# Aim of the exercise
From the text on fusion proteins in micelles, give everything from "By this method" down to "in a micelle." again, changing "micelle" to "vesicle".

# Provided text
·····
The solid angle \( \Omega\) for this kind of structure can be calculated by \[\Omega = 4\arcsin\left( \sin\left(\theta\right) ^2 \right),\] where \( \theta\) is again half of the apex angle. This yields us \[\Omega_{pyramid\text{-}CAR} = 4\arcsin\left( \sin\left(\arctan\left( \frac{3.5}{14.1} \right) \right) ^2 \right) \approx 0.232 \text{ rad}\] and \[\Omega_{pyramid\text{-}ADO} = 4\arcsin\left( \sin\left(\arctan\left( \frac{2}{9.8} \right) \right) ^2 \right) \approx 0.16 \text{ rad}.\]

By this method of calculation we could get at most 32 of both fusion proteins in one micelle.

Above isn’t a perfect arrangement of these fusion proteins either, but the problem is too hard in ball surface with two different sizes of enzymes. The real maximum value if we think the problem this way is somewhere between the ones obtained, so somewhere between 64 and 80 fusion proteins in a micelle.

The previous calculations have not taken into account that CAR and ADO might overlap because CAR has two linkers when ADO has just one. We don’t know the ideal structure of the overlapping, but we can estimate it by the structure shown below.
·····
# Information
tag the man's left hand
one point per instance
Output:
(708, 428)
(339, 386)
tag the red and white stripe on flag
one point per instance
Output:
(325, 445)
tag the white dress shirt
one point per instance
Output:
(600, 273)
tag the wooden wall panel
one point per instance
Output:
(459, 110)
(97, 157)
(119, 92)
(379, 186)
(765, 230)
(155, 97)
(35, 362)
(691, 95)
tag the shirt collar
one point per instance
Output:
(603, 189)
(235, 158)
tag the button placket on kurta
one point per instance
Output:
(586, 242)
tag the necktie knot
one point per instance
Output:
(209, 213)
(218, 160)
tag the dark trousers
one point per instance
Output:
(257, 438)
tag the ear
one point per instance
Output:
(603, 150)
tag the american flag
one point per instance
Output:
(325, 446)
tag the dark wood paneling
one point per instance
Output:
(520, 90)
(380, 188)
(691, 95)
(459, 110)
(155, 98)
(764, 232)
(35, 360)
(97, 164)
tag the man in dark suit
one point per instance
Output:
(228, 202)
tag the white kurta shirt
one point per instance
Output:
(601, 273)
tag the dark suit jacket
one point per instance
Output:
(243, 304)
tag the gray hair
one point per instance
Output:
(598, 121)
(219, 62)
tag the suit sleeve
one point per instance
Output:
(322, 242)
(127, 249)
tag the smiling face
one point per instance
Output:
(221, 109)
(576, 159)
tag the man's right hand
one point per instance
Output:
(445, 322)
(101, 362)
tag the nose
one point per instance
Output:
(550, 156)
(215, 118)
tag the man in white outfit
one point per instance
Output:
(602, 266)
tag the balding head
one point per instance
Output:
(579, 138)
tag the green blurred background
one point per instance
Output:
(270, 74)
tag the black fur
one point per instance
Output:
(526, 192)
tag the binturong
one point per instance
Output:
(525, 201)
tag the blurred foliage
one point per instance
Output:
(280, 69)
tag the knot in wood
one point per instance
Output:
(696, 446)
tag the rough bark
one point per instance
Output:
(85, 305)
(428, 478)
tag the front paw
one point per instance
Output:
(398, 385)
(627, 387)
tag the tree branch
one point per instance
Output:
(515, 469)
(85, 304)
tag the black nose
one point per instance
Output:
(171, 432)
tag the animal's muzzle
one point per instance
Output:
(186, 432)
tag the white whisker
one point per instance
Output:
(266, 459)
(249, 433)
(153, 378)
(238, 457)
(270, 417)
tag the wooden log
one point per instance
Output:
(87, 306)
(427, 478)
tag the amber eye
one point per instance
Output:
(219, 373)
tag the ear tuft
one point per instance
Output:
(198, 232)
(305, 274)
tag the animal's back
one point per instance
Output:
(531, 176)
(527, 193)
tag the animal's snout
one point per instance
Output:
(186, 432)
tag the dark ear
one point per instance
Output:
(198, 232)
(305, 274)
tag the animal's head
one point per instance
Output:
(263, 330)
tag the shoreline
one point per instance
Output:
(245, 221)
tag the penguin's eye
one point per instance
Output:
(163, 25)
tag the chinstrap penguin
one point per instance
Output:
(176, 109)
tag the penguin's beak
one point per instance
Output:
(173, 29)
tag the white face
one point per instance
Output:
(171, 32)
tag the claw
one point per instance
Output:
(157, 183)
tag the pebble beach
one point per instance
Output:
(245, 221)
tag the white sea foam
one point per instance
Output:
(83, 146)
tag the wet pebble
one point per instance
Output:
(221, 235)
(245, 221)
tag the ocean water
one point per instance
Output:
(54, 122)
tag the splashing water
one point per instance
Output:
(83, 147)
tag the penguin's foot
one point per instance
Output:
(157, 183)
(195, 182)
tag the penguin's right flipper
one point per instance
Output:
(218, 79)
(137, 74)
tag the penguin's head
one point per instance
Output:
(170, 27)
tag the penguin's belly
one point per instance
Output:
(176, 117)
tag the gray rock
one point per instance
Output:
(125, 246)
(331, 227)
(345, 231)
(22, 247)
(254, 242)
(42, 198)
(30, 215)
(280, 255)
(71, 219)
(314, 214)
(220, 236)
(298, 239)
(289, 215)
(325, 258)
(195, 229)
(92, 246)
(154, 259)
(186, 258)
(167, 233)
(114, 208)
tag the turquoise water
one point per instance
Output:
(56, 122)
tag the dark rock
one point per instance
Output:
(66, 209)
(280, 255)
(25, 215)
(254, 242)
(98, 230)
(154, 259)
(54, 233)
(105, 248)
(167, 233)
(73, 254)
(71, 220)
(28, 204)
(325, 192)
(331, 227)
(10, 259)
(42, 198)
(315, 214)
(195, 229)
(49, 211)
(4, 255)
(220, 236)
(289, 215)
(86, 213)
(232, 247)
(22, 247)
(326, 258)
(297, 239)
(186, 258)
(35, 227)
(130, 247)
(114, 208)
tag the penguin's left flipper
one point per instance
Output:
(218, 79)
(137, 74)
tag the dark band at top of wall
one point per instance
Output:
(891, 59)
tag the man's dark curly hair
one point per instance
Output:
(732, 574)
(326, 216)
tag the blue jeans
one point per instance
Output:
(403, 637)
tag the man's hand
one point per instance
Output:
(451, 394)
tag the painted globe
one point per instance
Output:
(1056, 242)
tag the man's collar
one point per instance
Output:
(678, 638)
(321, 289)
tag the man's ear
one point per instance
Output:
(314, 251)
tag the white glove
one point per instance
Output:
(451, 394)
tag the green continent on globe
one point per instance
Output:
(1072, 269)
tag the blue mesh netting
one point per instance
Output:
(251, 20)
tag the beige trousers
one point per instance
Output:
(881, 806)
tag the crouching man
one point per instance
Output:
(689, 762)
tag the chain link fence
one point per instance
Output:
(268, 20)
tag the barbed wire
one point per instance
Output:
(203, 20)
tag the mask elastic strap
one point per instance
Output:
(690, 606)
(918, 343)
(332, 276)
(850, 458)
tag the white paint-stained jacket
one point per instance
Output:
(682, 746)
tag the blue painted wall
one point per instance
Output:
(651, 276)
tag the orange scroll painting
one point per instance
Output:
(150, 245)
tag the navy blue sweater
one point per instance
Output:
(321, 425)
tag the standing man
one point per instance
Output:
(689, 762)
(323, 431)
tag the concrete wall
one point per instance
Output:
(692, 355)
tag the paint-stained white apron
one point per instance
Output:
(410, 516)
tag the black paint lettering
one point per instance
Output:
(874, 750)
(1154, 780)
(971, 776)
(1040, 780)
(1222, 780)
·····
# Answer to this problem
By this method of calculation we could get at most 32 of both fusion proteins in one vesicle.

Above isn’t a perfect arrangement of these fusion proteins either, but the problem is too hard in ball surface with two different sizes of enzymes. The real maximum value if we think the problem this way is somewhere between the ones obtained, so somewhere between 64 and 80 fusion proteins in a vesicle.